▸ GIVEN INSTRUCTION
Format each line of the records below as a numbered list, omitting any blank lines and excluding the pictures from your answer.

▸ EXERCISE MATERIALS
:::::

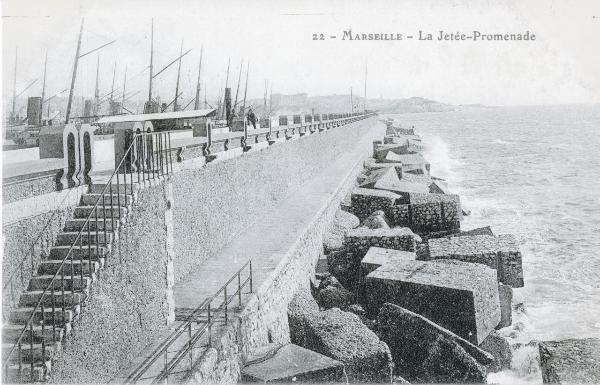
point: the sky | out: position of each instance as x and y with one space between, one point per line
561 66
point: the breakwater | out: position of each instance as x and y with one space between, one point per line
400 277
439 297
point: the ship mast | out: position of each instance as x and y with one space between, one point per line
197 100
238 86
245 90
74 74
151 66
96 111
44 88
365 102
225 90
175 106
15 85
123 97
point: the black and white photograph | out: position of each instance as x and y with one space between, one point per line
319 191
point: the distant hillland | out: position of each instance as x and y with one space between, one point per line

:::::

▸ EXERCISE SOLUTION
1. point: the sky | out: position of each instance as x and y with one space between, one point per line
2. 561 66
3. point: the breakwater | out: position of each instance as x and y with one space between, one point per line
4. 400 277
5. 439 297
6. point: the ship mast | out: position of each instance as x and y with one space between, one point per line
7. 197 100
8. 238 86
9. 245 90
10. 74 74
11. 151 66
12. 96 111
13. 44 88
14. 365 102
15. 225 90
16. 175 106
17. 15 85
18. 123 97
19. point: the black and white photograph | out: position of each instance as x and y with one space between, one point per line
20. 319 191
21. point: the distant hillland | out: position of each instance as x and y with one space between, one point per line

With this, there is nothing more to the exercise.